Text shown section start

The results are presented in Figure 2 indicate significant differences in the DBH and tree height of E. cloeziana at 34 years old compared to the other three age groups. Furthermore, the correlation analysis between DBH, tree height, and growth strain (Figure 5) reveals a positive correlation between DBH and growth strain, while a minimal correlation is observed between tree height and growth strain. The findings of Jiqing [33] revealed a significant correlation between growth strain and DBH in Leizhou No.1 Eucalyptus and E. citriodora. A positive correlation was observed for the former species, while a negative correlation was found for the latter species. However, no significant association between DBH and growth strain was observed in E. urophylla. Yamamoto [36] observed a significant positive linear correlation between growth strain and DBH in 4-year-old E. urophylla, while no significant correlation was found between tree height and DBH. Jullien [37] conducted a comprehensive study involving over 400 beech plants across five European countries, suggesting that a higher height–diameter ratio corresponds to greater growth strain. The findings of this study were in line with the observed outcomes. Jianxiong [38], in his research on E. urophylla × E. grandis, E. urophylla, E. cloeziana, and E. pellita in southern China, noted the highest level of growth strain in E. urophylla, possibly attributed to its rapid DBH growth. These findings exhibit both similarities and contrasting conclusions within this study. The intricate relationship between DBH, tree height, and growth strain may be attributed to variations in species origins and tree ages. Growth strain is an inherent mechanism in trees that enables them to withstand external forces during the growth process, facilitating their adaptation through self-support and adjustment. The relationship between tree morphology and growth strain remains uncertain as to whether the dwarfing of trees, the rounding of trunks, and the uniform growth of crowns gradually diminishes the role of growth strain in maintaining stability or if it is the alteration of growth strain that adjusts tree morphology.

Text shown section end
Data listing section start

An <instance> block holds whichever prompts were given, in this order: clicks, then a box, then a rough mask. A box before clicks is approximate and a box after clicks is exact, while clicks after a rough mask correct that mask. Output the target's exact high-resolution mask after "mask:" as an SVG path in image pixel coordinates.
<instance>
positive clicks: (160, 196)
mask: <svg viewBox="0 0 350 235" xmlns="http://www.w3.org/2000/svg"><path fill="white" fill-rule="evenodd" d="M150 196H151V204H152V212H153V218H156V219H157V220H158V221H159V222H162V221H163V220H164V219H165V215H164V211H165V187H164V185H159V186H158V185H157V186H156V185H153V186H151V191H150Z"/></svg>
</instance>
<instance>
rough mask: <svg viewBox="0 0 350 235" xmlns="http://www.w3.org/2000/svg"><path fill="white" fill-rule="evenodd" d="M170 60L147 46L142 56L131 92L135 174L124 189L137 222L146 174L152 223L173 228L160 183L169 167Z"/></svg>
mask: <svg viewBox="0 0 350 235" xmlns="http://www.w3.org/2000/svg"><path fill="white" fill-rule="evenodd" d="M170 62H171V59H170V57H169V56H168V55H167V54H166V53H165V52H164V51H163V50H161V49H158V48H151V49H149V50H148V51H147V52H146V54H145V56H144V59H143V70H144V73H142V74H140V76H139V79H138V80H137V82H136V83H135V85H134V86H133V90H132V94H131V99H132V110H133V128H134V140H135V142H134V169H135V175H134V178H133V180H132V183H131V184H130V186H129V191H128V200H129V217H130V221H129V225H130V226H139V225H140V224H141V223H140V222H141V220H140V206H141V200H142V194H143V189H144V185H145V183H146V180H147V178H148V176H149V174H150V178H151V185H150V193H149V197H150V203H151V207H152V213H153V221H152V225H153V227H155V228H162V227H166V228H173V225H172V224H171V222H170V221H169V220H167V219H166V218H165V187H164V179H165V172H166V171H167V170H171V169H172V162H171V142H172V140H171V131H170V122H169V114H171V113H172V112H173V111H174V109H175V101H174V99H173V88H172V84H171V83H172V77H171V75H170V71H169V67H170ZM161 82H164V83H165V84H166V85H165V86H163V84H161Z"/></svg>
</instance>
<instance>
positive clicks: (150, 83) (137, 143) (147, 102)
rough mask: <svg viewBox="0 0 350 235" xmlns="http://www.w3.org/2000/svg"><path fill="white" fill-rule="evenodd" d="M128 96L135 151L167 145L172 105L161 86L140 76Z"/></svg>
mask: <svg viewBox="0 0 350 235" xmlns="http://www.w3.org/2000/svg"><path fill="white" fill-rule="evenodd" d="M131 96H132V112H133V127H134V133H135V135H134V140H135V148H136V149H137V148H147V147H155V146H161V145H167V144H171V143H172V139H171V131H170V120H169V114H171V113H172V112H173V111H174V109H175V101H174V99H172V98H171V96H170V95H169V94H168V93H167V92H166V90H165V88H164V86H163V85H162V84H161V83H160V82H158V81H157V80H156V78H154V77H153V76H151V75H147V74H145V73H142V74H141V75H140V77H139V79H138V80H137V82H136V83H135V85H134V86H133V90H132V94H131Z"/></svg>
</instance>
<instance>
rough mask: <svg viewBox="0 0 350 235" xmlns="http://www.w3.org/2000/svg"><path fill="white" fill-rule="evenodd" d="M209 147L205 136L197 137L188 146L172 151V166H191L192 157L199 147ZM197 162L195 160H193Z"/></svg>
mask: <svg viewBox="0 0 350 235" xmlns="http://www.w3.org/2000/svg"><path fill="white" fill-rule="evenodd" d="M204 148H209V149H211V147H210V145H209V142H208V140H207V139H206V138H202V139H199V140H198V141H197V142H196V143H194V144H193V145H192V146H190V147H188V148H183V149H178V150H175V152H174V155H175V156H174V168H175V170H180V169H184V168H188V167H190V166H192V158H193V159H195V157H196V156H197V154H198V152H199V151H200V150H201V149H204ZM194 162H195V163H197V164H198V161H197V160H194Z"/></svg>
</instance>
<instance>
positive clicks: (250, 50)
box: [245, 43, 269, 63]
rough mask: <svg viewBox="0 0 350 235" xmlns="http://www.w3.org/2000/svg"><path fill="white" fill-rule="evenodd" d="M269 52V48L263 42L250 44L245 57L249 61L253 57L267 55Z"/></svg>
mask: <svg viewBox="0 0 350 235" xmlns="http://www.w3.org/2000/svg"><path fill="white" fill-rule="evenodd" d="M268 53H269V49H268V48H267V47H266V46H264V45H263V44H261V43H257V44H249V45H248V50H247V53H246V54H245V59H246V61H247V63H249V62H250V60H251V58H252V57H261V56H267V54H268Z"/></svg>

Data listing section end

= Your objective =
Extend the discussion above of growth strain in relation to DBH and tree height, starting immediately after its final sentence.

= Exercise response =
This study provides new theoretical insights into the growth strain characteristics of E. cloeziana, contributing to a deeper understanding of its growth mechanisms and strain variation patterns, while also offering scientific references for forest management and the timber industry. By analyzing the growth strain characteristics of trees, forest managers can implement informed logging and cultivation strategies based on strain patterns and tree growth stages. Specifically, in timber production, prioritizing trees with a lower growth strain can enhance processing efficiency and stability, reduce cracks and deformations, and ultimately increase the market value of the timber. However, due to the limited sample size and the insufficient consideration of the interaction between phenotypic traits and environmental factors, future research should focus on expanding the sample size and incorporating a broader range of environmental variables. This would further enhance the reliability of the findings and provide crucial insights for future forest management practices and timber processing strategies.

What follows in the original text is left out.